*** Selected excerpt

During that time, Senate committees held hearings on various aspects of the COVID-19 pandemic, but leaders opted not to begin talks with Democrats on a new aid package to address the ongoing economic and health care crisis.
McConnell, R-Ky., has said repeatedly he wants to “pause” to assess the effectiveness of previous relief packages, which the Congressional Budget Office estimates will inject $2.8 trillion into the U.S. economy this year and next.
“We still believe with regard to the coronavirus, we need to assess what we’ve already done, take a look at what worked and what didn’t, and we’ll discuss the way forward in the next couple weeks,” McConnell said Tuesday following a lunch with President Donald Trump and other Senate GOP lawmakers.
House Democratic leaders decided not to wait, instead passing a $3 trillion bill last week, mostly along party lines. And Speaker Nancy Pelosi, D-Calif., announced Wednesday that Democrats will vote on a standalone bill next week that would make changes to the so-called Payroll Protection Program for small businesses sought by restaurants, hotels and others.
That measure would, among other things, waive a requirement that businesses spend 75 percent of loan funds on payroll in order to get their debts forgiven. Gardner supports that fix, which would help businesses that haven’t been able to reopen or rehire staff, but still have fixed costs like rent and utility bills.
FiscalNote, parent company of CQ Roll Call, has received a loan under the Paycheck Protection Program.
Maine’s Susan Collins, whom Inside Elections moved to a Tossup race rating last month, said Wednesday she agrees with Gardner about remaining in session to work on aid legislation.
Earlier this week, Collins announced she would cosponsor a bipartisan bill to provide $500 billion in additional aid to state and local governments, including the smallest communities that were left out of funding appropriated in the massive March aid package.
“Congress must act now to protect vital services and to prevent widespread furloughs of state and local public servants, including police, firefighters, medical professionals, and educators,” Collins said in a statement.

******
*** Extracted data

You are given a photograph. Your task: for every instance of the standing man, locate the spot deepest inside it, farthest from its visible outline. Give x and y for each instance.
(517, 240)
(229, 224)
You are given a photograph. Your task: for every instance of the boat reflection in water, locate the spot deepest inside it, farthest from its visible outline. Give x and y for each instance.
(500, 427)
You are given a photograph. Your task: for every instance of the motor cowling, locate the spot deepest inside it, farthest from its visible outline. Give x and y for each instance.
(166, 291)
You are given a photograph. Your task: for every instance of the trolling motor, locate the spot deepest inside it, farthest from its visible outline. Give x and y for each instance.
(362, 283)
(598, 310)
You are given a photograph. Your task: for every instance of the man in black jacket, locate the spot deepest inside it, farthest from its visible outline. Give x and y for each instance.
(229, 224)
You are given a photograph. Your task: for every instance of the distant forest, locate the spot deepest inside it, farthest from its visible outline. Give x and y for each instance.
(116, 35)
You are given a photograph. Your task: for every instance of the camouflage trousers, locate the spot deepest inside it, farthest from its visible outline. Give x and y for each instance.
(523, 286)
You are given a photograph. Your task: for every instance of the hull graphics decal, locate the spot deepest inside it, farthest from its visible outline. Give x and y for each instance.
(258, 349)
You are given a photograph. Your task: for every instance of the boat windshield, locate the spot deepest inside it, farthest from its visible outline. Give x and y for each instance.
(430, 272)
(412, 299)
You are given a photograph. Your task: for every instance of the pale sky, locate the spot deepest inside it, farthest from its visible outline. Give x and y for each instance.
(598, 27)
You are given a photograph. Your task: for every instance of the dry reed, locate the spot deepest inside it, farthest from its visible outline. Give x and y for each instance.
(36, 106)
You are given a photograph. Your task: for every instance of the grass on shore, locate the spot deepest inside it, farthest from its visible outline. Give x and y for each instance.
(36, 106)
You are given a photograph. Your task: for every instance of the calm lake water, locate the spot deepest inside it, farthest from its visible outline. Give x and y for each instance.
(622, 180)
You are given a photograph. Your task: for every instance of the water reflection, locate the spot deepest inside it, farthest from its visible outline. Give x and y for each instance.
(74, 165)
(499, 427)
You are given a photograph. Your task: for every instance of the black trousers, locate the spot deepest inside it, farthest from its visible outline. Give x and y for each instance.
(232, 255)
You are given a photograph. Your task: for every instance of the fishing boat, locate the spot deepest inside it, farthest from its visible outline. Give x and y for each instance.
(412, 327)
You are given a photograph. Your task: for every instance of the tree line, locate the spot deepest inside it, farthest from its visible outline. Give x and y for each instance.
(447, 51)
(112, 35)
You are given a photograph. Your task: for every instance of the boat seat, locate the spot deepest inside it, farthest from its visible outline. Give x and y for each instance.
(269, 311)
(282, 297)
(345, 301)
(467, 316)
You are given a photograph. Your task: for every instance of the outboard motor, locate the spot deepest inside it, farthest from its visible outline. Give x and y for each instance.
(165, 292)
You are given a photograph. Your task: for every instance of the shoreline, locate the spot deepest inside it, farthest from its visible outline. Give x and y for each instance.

******

→ Assignment A: Does the article on coronavirus aid support each statement? (i) House Democrats passed a $3 trillion bill last week. (ii) Collins said she disagrees with Gardner about remaining in session. (iii) The Congressional Budget Office estimates that previous relief packages will inject $2.8 trillion into the U.S. economy.
→ Assignment B: Extend the article on coronavirus aid, picking up after its final sentence.
The lines have nothing to do with the article on coronavirus aid.

→ Written reply A:
(i) Yes: "passing a $3 trillion bill last week, mostly along party lines"
(ii) No: "she agrees with Gardner about remaining in session to work on aid legislation"
(iii) Yes: "which the Congressional Budget Office estimates will inject $2.8 trillion into the U.S. economy this year and next"

→ Written reply B:
Support for more fiscal relief is growing among Republicans across the country, regardless of their electoral prospects.
Sens. Bill Cassidy, R-La., and Cindy Hyde-Smith, R-Miss., are the other Republican co-sponsors on that bill. Both of their seats are rated Solid Republican in November, according to Inside Elections.
During a floor speech Wednesday, Cassidy said his home state, which Trump won by almost 20 points in 2016, is suffering from a steep loss of revenue from depressed tourism, oil and gas and other activity important to Louisiana’s economy.
“This is about helping cities and states preserve essential services — such as police, fire, education — for the reopening of our economy,” Cassidy said.
Sen. Rob Portman, R-Ohio, isn’t necessarily in the camp that additional state and local aid is needed now, although he supports flexibility in letting states use their existing funds from the March aid package. He also doesn’t believe action is a must before the Memorial Day recess.
But Portman says the GOP should articulate what their approach to the next relief package will be, rather than let it be defined by Democrats as callous inaction. “I think we need to start talking more about that,” he said. Portman said he supports, for instance, a “back to work bonus” of $450 per week for individuals on top of their regular salary when they are rehired, as opposed to extending the $600 added weekly unemployment insurance benefit as the House bill would.
Portman and other Republicans argue the $600 added unemployment benefit makes it harder for businesses to rehire once they reopen, given in many states laid-off workers can earn more from those benefits than from the salaries they’d make by going back to work.
“People want to go back to work. We shouldn’t be putting impediments in the way and I think that’s what the House bill does,” Portman said.
Niels Lesniewski and Katherine Tully-McManus contributed to this report.